* [Task directions]:
Your job is to restate each entry word for word.

* [Records supplied]:

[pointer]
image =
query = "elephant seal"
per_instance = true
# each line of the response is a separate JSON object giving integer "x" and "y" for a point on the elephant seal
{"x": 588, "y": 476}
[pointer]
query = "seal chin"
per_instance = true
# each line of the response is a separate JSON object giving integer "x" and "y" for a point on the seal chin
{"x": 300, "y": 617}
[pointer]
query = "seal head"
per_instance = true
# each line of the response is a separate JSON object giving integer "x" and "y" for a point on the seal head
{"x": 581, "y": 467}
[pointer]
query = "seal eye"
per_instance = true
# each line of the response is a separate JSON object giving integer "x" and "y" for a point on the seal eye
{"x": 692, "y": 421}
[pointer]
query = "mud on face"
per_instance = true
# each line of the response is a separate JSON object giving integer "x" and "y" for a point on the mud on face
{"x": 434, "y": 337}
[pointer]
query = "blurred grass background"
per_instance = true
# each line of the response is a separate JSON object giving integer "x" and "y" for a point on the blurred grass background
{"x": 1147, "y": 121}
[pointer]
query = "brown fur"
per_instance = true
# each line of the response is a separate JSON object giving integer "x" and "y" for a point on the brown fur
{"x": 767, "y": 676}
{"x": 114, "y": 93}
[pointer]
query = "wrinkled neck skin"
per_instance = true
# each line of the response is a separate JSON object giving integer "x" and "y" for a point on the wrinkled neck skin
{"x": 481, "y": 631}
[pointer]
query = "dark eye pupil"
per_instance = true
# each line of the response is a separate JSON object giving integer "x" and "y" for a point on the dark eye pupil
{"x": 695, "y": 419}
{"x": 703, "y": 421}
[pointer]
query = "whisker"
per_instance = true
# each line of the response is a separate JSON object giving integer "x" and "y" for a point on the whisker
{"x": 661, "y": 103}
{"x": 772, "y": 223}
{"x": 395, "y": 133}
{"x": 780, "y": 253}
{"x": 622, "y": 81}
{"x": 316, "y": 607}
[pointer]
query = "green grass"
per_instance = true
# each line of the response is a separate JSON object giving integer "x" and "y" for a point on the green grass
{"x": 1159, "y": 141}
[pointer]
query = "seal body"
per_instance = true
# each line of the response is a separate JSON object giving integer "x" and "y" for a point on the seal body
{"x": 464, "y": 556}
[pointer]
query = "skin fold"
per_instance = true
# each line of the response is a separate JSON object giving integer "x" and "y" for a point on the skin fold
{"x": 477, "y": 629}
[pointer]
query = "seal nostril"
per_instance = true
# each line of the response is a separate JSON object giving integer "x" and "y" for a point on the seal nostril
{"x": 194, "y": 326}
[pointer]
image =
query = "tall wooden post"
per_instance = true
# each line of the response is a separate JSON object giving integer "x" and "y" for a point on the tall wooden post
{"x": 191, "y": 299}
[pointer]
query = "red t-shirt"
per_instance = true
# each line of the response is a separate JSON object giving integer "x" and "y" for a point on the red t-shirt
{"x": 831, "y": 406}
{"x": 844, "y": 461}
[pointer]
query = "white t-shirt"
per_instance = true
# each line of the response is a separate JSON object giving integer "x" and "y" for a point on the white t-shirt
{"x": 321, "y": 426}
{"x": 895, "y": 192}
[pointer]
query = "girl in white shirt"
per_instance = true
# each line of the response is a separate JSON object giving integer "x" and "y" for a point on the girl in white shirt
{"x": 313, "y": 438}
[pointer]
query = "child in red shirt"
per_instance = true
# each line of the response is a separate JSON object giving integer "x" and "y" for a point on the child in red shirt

* [Task answer]:
[pointer]
image =
query = "elephant seal"
per_instance = true
# each line of the response is a separate JSON object giving integer "x" and "y" for a point on the elephant seal
{"x": 588, "y": 476}
[pointer]
query = "seal chin"
per_instance = true
# each line of the response is a separate JSON object giving integer "x" and "y" for a point on the seal chin
{"x": 300, "y": 617}
[pointer]
query = "seal head"
per_instance = true
# each line of the response is a separate JSON object giving integer "x" and "y" for a point on the seal head
{"x": 581, "y": 467}
[pointer]
query = "seal eye"
per_instance = true
# each line of the response is a separate JSON object giving integer "x" and "y" for a point on the seal eye
{"x": 692, "y": 421}
[pointer]
query = "mud on face"
per_instance = true
# each line of the response is a separate JSON object giving integer "x" and "y" for a point on the mud on face
{"x": 434, "y": 337}
[pointer]
query = "blurred grass background"
per_instance = true
# each line of the response is a separate JSON object giving integer "x" and "y" for a point on the blurred grass background
{"x": 1147, "y": 121}
[pointer]
query = "brown fur"
per_instance = true
# each line of the response is a separate JSON object giving integer "x" and "y" for a point on the brown fur
{"x": 767, "y": 676}
{"x": 114, "y": 93}
[pointer]
query = "wrinkled neck skin"
per_instance = true
# each line of the response is a separate JSON object giving integer "x" and "y" for a point on the wrinkled neck skin
{"x": 481, "y": 631}
[pointer]
query = "dark eye pupil"
per_instance = true
# each line of the response is a separate JSON object giving integer "x" and "y" for a point on the dark eye pupil
{"x": 695, "y": 419}
{"x": 703, "y": 421}
[pointer]
query = "whisker"
per_instance = true
# each line of the response is a separate JSON object giving integer "x" and "y" for a point on the whisker
{"x": 661, "y": 103}
{"x": 772, "y": 223}
{"x": 395, "y": 133}
{"x": 780, "y": 253}
{"x": 622, "y": 81}
{"x": 316, "y": 607}
[pointer]
query = "green grass"
per_instance = true
# each line of the response is a separate JSON object giving integer "x" and "y" for a point on the green grass
{"x": 1159, "y": 141}
[pointer]
query = "seal body"
per_instance = true
# each line of the response is a separate JSON object giving integer "x" and "y" for a point on the seal body
{"x": 464, "y": 556}
[pointer]
query = "skin fold"
per_instance = true
# each line of the response is a separate JSON object giving integer "x" and "y" for a point on the skin fold
{"x": 477, "y": 629}
[pointer]
query = "seal nostril"
per_instance = true
# each line of the response is a separate JSON object giving integer "x" and "y" for a point on the seal nostril
{"x": 194, "y": 326}
[pointer]
image =
query = "tall wooden post"
per_instance = true
# each line of the response is a separate JSON object giving integer "x" and "y" for a point on the tall wooden post
{"x": 191, "y": 299}
[pointer]
query = "red t-shirt"
per_instance = true
# each line of the response is a separate JSON object giving integer "x" and "y" for a point on the red t-shirt
{"x": 831, "y": 406}
{"x": 844, "y": 461}
[pointer]
query = "white t-shirt"
per_instance = true
# each line of the response is a separate JSON object giving integer "x" and "y" for a point on the white t-shirt
{"x": 321, "y": 426}
{"x": 895, "y": 192}
[pointer]
query = "girl in white shirt"
per_instance = true
# each line of the response is a separate JSON object giving integer "x" and "y" for a point on the girl in white shirt
{"x": 313, "y": 438}
[pointer]
query = "child in red shirt"
per_instance = true
# each line of the response is a separate JSON object giving integer "x" and "y" for a point on the child in red shirt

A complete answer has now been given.